Restate the data below word for word, omitting pictures.

Data for this exercise —
──────────────────────────────

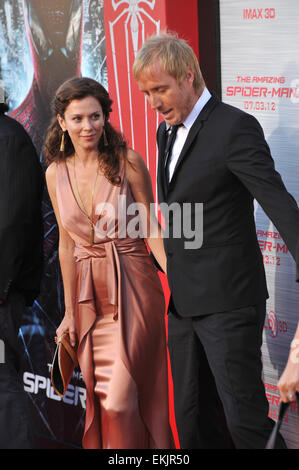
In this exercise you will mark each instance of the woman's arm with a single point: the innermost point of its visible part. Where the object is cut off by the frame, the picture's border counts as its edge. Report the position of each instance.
(141, 187)
(67, 262)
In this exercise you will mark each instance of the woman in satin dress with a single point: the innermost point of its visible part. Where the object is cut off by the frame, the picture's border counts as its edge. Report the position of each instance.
(114, 303)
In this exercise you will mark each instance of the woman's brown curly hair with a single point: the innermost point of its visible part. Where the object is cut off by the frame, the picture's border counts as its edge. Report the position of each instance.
(75, 89)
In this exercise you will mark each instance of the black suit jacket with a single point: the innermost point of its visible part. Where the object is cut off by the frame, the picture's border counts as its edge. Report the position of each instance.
(224, 164)
(21, 233)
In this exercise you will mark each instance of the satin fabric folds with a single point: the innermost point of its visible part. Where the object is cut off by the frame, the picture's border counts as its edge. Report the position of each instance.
(120, 327)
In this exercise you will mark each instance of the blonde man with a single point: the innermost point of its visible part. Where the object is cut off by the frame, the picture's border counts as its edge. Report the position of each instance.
(219, 158)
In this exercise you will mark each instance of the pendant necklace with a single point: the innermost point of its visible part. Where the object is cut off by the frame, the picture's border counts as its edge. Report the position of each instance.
(83, 209)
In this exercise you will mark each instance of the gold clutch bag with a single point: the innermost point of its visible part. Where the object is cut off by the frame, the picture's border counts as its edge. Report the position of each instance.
(63, 365)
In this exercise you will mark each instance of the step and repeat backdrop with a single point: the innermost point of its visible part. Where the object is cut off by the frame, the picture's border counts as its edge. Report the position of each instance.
(260, 74)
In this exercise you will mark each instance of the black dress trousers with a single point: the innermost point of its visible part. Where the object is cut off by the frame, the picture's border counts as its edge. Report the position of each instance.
(219, 395)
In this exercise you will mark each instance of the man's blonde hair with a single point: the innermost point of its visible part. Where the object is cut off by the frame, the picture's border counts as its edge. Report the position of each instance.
(174, 55)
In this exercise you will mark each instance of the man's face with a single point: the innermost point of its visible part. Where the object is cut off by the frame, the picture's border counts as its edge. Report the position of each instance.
(173, 101)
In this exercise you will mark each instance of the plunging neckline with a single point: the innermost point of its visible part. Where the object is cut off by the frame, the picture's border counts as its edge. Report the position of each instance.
(73, 193)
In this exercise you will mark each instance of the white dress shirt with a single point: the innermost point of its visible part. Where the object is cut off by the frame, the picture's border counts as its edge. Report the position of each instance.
(182, 132)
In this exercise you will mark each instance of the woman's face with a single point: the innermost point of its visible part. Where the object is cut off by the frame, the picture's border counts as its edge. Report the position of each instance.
(84, 120)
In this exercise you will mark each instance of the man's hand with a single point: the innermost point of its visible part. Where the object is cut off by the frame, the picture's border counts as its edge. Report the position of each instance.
(288, 384)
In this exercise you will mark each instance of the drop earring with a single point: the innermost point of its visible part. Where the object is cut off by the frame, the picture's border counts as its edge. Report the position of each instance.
(105, 138)
(62, 143)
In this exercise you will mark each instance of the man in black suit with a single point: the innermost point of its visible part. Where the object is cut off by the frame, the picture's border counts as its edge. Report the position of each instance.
(21, 187)
(218, 290)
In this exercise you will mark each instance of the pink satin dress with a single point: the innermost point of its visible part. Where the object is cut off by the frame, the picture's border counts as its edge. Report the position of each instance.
(119, 323)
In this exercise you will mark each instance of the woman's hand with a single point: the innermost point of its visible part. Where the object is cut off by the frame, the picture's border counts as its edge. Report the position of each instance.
(67, 326)
(288, 383)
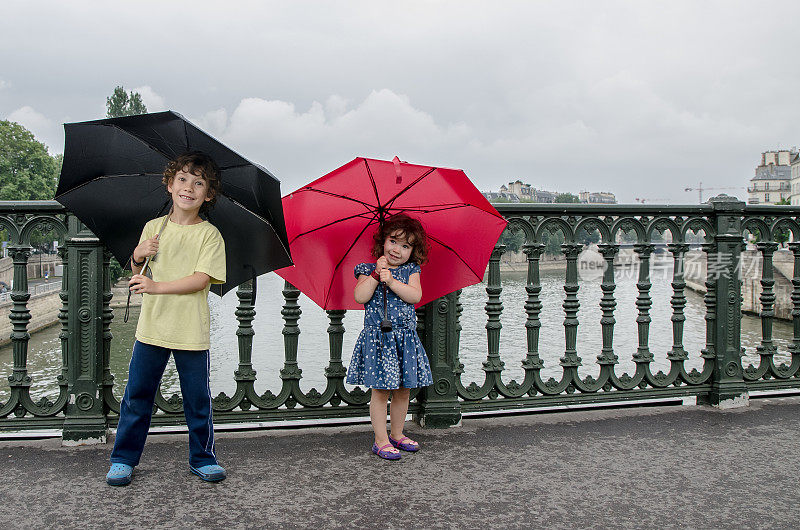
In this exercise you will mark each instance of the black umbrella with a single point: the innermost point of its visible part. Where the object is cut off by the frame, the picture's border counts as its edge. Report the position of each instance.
(111, 180)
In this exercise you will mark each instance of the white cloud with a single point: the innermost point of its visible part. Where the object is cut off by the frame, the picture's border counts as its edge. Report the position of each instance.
(44, 129)
(300, 146)
(151, 100)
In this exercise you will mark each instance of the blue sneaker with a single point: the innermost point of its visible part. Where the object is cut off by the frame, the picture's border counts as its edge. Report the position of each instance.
(119, 475)
(210, 473)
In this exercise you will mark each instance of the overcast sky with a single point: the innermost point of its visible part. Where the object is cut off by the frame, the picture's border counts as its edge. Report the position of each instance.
(642, 99)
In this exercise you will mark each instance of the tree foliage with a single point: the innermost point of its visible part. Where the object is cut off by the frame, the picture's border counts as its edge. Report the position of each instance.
(27, 171)
(122, 103)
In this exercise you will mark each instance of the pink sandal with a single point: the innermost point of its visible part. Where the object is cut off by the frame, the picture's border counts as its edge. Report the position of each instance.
(383, 453)
(402, 444)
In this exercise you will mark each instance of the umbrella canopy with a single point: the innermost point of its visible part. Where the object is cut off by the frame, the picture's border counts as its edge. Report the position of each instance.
(111, 180)
(330, 223)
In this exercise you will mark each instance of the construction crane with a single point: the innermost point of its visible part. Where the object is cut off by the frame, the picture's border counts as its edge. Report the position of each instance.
(700, 189)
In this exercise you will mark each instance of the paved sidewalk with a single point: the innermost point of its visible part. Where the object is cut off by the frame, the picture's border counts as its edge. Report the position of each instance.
(669, 467)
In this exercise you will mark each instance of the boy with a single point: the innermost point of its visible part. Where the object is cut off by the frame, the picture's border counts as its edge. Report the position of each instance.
(187, 255)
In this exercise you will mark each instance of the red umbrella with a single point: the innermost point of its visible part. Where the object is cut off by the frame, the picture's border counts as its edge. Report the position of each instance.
(330, 223)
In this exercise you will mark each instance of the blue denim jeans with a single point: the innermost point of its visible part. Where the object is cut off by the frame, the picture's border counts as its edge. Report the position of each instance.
(136, 410)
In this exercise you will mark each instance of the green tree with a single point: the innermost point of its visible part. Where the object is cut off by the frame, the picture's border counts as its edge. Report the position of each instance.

──────────────────────────────

Task answer —
In this exercise you will mark each instance of the woman's arm with a single point: the innermost point of its visible part. Where the object is cut off by the frame, the picture's border counts as its edge. Report the position of each instance.
(141, 187)
(67, 262)
In this exercise you will mark each instance of the woman in satin dress with a single point: the innermost point of its visible part. Where the object is cut off by the frame, the picture's border counts as its edge. Report the position of each instance.
(114, 303)
In this exercise you will mark each instance of the woman's brown curly hair with a single point: the innermost point of its visible part. Where the object is cut off by the frame, the picture's border counts as its edge. Report the position of each instance.
(75, 89)
In this exercise you will mark each instance of the black suit jacket with a single point: the innermost point of its visible part. Where the object is cut off by the frame, the picture's border counts as its edge. Report the position of each instance.
(224, 164)
(21, 233)
In this exercise you will mark each instance of the satin fabric folds with a single point: the innermost point of its visible part. Where the object is cut off by the frame, the picture's border counts as its edge. Report the position of each instance.
(120, 327)
In this exercise you will mark each instance of the blonde man with a single point: the innermost point of its visible part. Where the object is cut off by the frame, the picture's border counts as its edge. Report the position of each instance.
(219, 158)
In this exercise you will mark each instance of the pendant necklace with a single point: the innermost point of its visible part. Where the object is cut off by the frame, the picture's border counts as its edge. Report the position of each instance.
(83, 209)
In this exercise you will mark each instance of the gold clutch bag with a single point: the innermost point of its visible part. Where the object is cut off by the frame, the picture's border counts as its edge. Report the position of each instance.
(63, 365)
In this exercise you will mark each instance of the step and repeat backdrop with a single point: the innermost point of its visible part. Where the object is cut off by the frame, the picture's border counts as its edge. Report the position of each instance.
(260, 74)
In this exercise you will mark each instance of the black dress trousers with a single point: the innermost point of its visible part. Where the object is cut off by the frame, the picture's border counts as its edge. Report the position of each instance.
(219, 395)
In this exercise you will mark each instance of the man's blonde hair with a single point: the innermost point of its visible part. Where the object is cut off by the frame, the picture's border counts as its edge. Report the position of each instance.
(174, 55)
In this exercise you will mark each instance of the man's face with a single point: the innermost point of its visible part. Where the object is cut off by the frame, the picture's border counts as its edge. Report the position of each instance.
(173, 101)
In this exercise you will mark each instance of the plunging neckline with a single point: the innermost point of its visible part. Where the object is cut off by the frame, the picture's border counts as its edge. Report the position of each instance.
(73, 193)
In this exercise you will mark each instance of the white dress shirt with a single point: the innermost point of its visible part. Where the object is cut off by the frame, the picture's border counts as its edge. Report the position of each instance.
(182, 132)
In this exercise you will mark each instance of the woman's face with a single point: the innermost point of its visible part. Where the object is cut off by the frame, the picture's border counts as its edge. Report the position of each instance.
(84, 120)
In this exercise you will mark each instance of the man's hand with a single point: the innermost point of its visible part. Where the object is cut off by the frame, the picture's border counts as its edge. Report the position of each instance.
(288, 384)
In this exercise you will mark each instance of the drop earring with a single point: the innermost point of its visible part. Where the object is cut off by the frame, the picture's border counts as its edge. Report the position of each instance.
(105, 138)
(62, 143)
In this exercise you will mark each instance of the man in black suit with a single point: the innermost point of its visible part. Where the object is cut off by the frame, the picture's border counts as its edge. Report the position of each instance.
(21, 187)
(218, 290)
In this exercise you will mark each instance of the pink satin dress with a single point: the innermost point of its visible part. Where the object is cut off by the frame, the picture's border counts as its edge. Report the position of each instance.
(119, 323)
In this exercise you will mark each instance of the woman's hand with a single point: the innermost point of its visible part. Where the object is cut off by the frame, the picture's border counts as its edge. Report the position of each instance.
(67, 326)
(288, 383)
In this exercise you will mark each instance of the black umbrella with a single point: the innermost point of its visible part. Where the object is cut off by the frame, the picture's border counts as its edge. Report the position of each instance.
(111, 180)
In this exercise you will mark each instance of the white cloud with a single point: the innermost point of its visible part. Where the object is cut off by the frame, the picture's border counts as its edge. Report the position of each instance.
(44, 129)
(300, 146)
(151, 100)
In this exercise you will mark each instance of the blue sneaker with a single point: the innermost point of its visible part. Where the object is cut off by the frame, the picture's border counts as its edge. Report the position of each instance.
(119, 475)
(210, 473)
In this exercise you will mark each instance of the overcast sky with a single point: the innermost point of its visible part. Where the object is cut off by the frame, the picture's border counts as its edge. Report the position of each instance.
(642, 99)
In this exercise you will mark each instance of the tree foliage with a single point: the innermost point of its visible part. Where the object is cut off by the frame, the picture's border counts as its edge. Report the position of each instance.
(27, 171)
(122, 103)
In this exercise you will mark each instance of the pink sandal with a single point: the innermost point of its visible part. Where the object is cut off by the frame, the picture's border counts as its edge. Report the position of each instance.
(383, 453)
(402, 444)
In this exercise you will mark each instance of the umbrella canopy with a single point: the innermost point of its visible part. Where the object is cut off by the frame, the picture's border counts as its edge. Report the position of each instance.
(111, 180)
(330, 223)
In this exercise you will mark each instance of the construction crane with a single point: the innermost point of its visible part. Where the object is cut off by the frame, the picture's border counts as its edge. Report the position of each instance.
(700, 189)
In this exercise you will mark each instance of the paved sidewalk with a single point: the innermost point of its visible part. Where the object is cut off by the frame, the picture's border counts as its edge. Report the position of each instance.
(669, 467)
In this exercise you will mark each instance of the boy with a single point: the innermost point of its visible part. Where the object is cut off by the frame, the picture's border counts as its edge. Report the position of each instance.
(187, 255)
In this exercise you will mark each instance of the red umbrella with a single point: the innermost point of its visible part. Where the object is cut off by the frame, the picture's border counts as its edge. Report the position of each instance.
(330, 223)
In this exercise you will mark each instance of the blue denim jeans with a single point: the innermost point of its visible part. Where the object is cut off by the frame, the picture's border counts as its edge. Report the position of each instance.
(136, 410)
In this exercise you will mark each instance of the green tree with a single point: the innermost point of its visible part. Where the object is cut off by the frame, the picture's border counts as its edge. Report the position of each instance.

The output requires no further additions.